[Start of Attachment]

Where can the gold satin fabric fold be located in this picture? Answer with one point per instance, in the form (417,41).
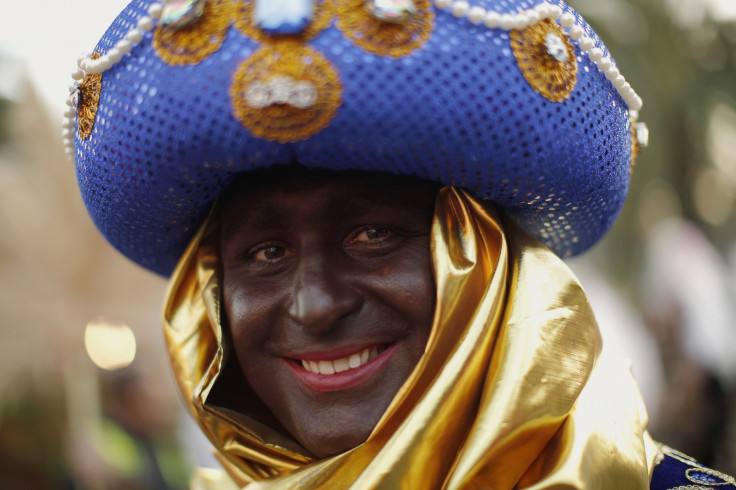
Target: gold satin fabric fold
(509,393)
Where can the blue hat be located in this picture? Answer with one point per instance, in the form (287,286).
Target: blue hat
(516,100)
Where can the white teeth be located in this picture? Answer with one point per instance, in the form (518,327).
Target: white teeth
(341,365)
(326,367)
(354,361)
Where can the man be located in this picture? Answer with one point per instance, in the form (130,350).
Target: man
(348,196)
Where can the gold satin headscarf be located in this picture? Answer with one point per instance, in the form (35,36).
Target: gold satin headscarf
(510,393)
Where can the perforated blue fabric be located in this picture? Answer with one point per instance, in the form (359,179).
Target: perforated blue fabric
(458,110)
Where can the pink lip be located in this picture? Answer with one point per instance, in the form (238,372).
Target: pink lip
(325,383)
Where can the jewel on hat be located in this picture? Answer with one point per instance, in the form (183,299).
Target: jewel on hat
(391,10)
(181,13)
(279,17)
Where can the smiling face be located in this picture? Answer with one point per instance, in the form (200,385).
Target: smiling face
(329,294)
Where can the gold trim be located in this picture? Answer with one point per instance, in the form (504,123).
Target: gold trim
(243,13)
(384,38)
(555,80)
(191,44)
(281,122)
(90,88)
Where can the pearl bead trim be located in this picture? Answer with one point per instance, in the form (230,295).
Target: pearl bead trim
(459,8)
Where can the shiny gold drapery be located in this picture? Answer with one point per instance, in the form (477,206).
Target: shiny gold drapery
(509,392)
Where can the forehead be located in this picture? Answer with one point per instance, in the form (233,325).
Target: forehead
(294,189)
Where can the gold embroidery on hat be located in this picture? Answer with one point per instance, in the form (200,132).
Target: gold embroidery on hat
(283,122)
(553,79)
(380,37)
(193,43)
(244,16)
(89,88)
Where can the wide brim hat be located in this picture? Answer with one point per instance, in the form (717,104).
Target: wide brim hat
(517,101)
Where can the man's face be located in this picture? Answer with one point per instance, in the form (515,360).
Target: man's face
(329,294)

[End of Attachment]

# WORK ITEM
Output exactly what runs from the line with "Target: gold embroidery on hat" to the final line above, both lines included, and nothing else.

# SOLVED PROBLEM
Target: gold embroidery on hat
(283,122)
(553,79)
(380,37)
(193,43)
(244,16)
(89,88)
Where can the wide brim hat be located in this picture? Answer with one point per instance, in the form (717,104).
Target: wide brim hat
(517,101)
Where can the man's face be located in this picture? Answer with one point per instance, in the form (515,360).
Target: man's face
(329,294)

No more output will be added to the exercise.